- REQUIREMENT: Repeat every entry below exactly as given.

- RECORDS FOR PROCESSING:

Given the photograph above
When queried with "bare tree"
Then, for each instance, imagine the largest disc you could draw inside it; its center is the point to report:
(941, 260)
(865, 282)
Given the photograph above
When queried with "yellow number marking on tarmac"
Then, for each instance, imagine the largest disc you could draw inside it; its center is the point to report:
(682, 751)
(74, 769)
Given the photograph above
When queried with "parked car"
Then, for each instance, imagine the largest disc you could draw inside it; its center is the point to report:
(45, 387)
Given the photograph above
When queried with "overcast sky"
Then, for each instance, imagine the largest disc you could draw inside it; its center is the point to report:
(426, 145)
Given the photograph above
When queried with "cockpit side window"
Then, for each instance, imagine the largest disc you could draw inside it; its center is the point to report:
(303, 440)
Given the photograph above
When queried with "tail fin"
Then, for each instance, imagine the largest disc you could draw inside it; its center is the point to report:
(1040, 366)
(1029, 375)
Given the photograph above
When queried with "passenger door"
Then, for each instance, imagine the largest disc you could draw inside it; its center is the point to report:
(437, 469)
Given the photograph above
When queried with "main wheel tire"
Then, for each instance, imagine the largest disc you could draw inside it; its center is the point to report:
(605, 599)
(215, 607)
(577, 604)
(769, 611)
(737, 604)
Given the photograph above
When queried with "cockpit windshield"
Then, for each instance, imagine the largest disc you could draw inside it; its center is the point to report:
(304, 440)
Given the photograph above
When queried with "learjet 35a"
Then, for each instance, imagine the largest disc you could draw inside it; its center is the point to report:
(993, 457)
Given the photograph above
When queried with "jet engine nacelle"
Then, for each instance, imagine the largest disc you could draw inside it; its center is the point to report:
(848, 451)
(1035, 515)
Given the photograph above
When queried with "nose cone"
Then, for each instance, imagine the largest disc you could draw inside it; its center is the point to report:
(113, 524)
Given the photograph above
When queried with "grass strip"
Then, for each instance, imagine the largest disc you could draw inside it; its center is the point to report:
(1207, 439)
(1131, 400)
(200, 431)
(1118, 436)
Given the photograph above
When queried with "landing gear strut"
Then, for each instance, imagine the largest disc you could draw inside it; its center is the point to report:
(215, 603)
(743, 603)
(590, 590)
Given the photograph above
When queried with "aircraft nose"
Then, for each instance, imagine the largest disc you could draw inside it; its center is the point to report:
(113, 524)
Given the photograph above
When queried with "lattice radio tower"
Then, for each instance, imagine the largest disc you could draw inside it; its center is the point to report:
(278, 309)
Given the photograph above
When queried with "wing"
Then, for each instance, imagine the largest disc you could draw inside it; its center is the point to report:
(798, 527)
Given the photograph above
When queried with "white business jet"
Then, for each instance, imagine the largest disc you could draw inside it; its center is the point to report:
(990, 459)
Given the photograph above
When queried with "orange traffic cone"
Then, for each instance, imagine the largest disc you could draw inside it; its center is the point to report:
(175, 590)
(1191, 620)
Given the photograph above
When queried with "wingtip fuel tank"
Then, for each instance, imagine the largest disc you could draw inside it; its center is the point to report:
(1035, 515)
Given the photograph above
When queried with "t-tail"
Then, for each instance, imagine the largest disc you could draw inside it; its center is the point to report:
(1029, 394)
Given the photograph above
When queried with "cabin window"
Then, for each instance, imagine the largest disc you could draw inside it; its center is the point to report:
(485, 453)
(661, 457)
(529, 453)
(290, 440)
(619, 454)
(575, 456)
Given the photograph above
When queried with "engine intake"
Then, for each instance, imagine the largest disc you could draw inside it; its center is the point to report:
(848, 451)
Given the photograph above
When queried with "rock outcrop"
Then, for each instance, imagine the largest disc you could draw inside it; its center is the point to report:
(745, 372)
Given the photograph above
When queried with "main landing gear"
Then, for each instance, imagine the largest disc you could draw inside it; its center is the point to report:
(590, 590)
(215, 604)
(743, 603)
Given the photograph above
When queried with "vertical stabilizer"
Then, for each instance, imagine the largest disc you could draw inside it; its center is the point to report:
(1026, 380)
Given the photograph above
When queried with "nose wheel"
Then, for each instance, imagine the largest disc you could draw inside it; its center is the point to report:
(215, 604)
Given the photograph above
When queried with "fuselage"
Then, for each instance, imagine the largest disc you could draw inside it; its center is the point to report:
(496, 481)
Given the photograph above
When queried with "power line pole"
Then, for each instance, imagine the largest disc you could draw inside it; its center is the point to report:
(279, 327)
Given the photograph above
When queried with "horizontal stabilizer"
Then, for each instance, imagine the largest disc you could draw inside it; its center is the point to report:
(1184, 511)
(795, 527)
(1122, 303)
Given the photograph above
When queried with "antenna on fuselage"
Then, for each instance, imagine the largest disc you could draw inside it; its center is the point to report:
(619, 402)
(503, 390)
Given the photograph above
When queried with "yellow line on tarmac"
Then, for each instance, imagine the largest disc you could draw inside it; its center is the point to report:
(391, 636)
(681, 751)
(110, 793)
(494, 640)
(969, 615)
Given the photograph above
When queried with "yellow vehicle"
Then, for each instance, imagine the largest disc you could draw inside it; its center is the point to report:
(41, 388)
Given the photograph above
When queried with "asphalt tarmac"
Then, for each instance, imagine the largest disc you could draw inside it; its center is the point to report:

- ANSWER BOX:
Given the photograph above
When queried with "bare tree"
Then, for each instance, imagine the largest disc you could draw inside it; its center is the point to report:
(941, 260)
(865, 282)
Given the photograph above
When queried with "yellow number marking on tarmac"
Then, for each instance, imagine the largest disc you could draw inside it; its center is the point to report:
(682, 751)
(74, 769)
Given the photograph above
When queried with "parked car"
Then, for each instance, imagine the largest disc you could draw inside it; its center is the point to report:
(45, 387)
Given the photograph above
When queried with "overcast sky"
Then, for each instance, imagine the largest disc you could draw inside it; its center is the point to report:
(426, 145)
Given the photograph above
When queried with "cockpit side window"
Then, for each instance, imagine the largest disc you could draw inside it; its center is the point to report:
(303, 440)
Given the photograph above
When queried with "tail fin"
Then, for each instance, imagine the largest disc you could draw inside it; its center is the point to report:
(1040, 366)
(1029, 375)
Given the photograph above
When queried with "passenger door"
Then, for each instance, imagine the largest disc you could draw inside it; its center is the point to report:
(437, 469)
Given the photograph above
When queried with "main wheel tire"
Then, for each instance, imagine the largest disc you could draw inside it; its center is the point to report:
(605, 599)
(215, 607)
(577, 604)
(769, 611)
(737, 604)
Given the photograph above
When queried with "cockpit windshield"
Then, for each instance, imagine the largest disc you could draw inside it; its center is the point to report:
(304, 440)
Given the photograph above
When queried with "learjet 35a"
Then, for each instance, imagine the largest disc you could draw inside it; its center is the point to report:
(993, 457)
Given the photograph above
When queried with "jet engine nacelle"
Then, for each instance, imagine the largest disc you could draw inside it; its center is the point to report:
(848, 451)
(1035, 515)
Given the photograph above
When queried with "nose cone"
Then, for each instance, imagine the largest disc you could draw inside it; its center is the point to report:
(113, 524)
Given the photograph above
When queried with "grass strip"
Then, for each instance, imagine the largest disc you could draw inside it; its center is the point to report:
(1207, 439)
(1131, 400)
(200, 431)
(1118, 436)
Given the photograph above
When queried with "landing gear strut"
Then, for each instance, imagine the largest disc you could draw inside it; its center is the point to report:
(215, 603)
(743, 603)
(590, 590)
Given the photograph above
When queried with "aircraft nose"
Then, for each instance, imagine the largest disc you could draw inside it; its center is the point to report:
(113, 524)
Given the photograph above
When queried with "lattice radio tower"
Then, for each instance, imagine the largest disc you could draw inside it; its center is the point to report:
(278, 309)
Given the photograph above
When queried with "wing"
Then, for each instance, imagine the largest disc you could draw inside it; its center is the point to report:
(798, 527)
Given the photograph above
When queried with "white business jet"
Then, for each instance, imagine the largest disc you could draw inside it; its center is the point to report:
(990, 459)
Given the photograph above
When queried with "orange traffic cone"
Then, for each instance, imagine the largest disc you could draw inside it; its center is the point to report:
(175, 590)
(1191, 620)
Given the photograph above
When queried with "wingtip fuel tank"
Then, for each instance, imagine the largest disc you could draw inside it; its center is the point to report:
(1035, 515)
Given the photograph above
When queried with "t-tail"
Then, for each instance, imagine the largest disc you could draw inside it; its center is the point to report:
(1029, 394)
Given the photograph above
When queried with "cabin window"
Then, for each instance, imagine the largest disc you could draw inside it; its center is the point to report:
(485, 453)
(661, 457)
(529, 453)
(290, 440)
(619, 454)
(575, 456)
Given the photograph above
When queried with "engine intake"
Then, for each instance, imagine the largest disc you could draw inside it; its center is the point to report:
(848, 451)
Given the photograph above
When queried with "rock outcrop"
Then, for each instance, imagine the largest disc you could draw inside it; its center is the point to report:
(745, 372)
Given the photograph above
When queried with "main landing gear"
Then, for each instance, imagine the largest disc you could draw inside it; its center is the point to report:
(590, 590)
(215, 604)
(743, 603)
Given the photograph above
When queried with "vertical stabilizer"
Then, for each instance, imagine the largest disc you could draw inside it; its center is the point to report:
(1026, 380)
Given the photograph above
When queried with "nose wheel"
Then, for each instance, imagine the largest disc you could draw inside it; its center is the point to report:
(215, 604)
Given the photograph above
When queried with "fuselage"
Then, for each instance, imagine the largest disc you could draw inside it; its center is the point to report:
(496, 481)
Given the photograph above
When queried with "power line pole"
Then, for each instance, imagine the largest disc you could draw inside it; its center is the point to report:
(279, 327)
Given the photograph above
When queried with "horizontal stabilizer"
Then, for each instance, imagine the largest disc you could draw inside it; its center is the point to report:
(1184, 511)
(795, 527)
(1122, 303)
Given the photograph above
When queried with "antenna on fuselage"
Then, for each instance, imagine the largest disc you could draw inside it; its center is the point to report:
(619, 402)
(503, 390)
Given the photograph above
When queried with "yellow line on tarmac"
Then, for each instance, imagine the largest disc you could draw inside it; its center is the point to report:
(391, 636)
(681, 751)
(110, 793)
(494, 640)
(969, 615)
Given the photograph above
When queried with "yellow vehicle"
Then, for each instance, imagine the largest disc you could draw inside it; its center is the point to report:
(41, 388)
Given the photograph above
When queried with "asphalt tarmac"
Then, for each instance, imagine the largest disc you could draw inside it; its center is the point to report:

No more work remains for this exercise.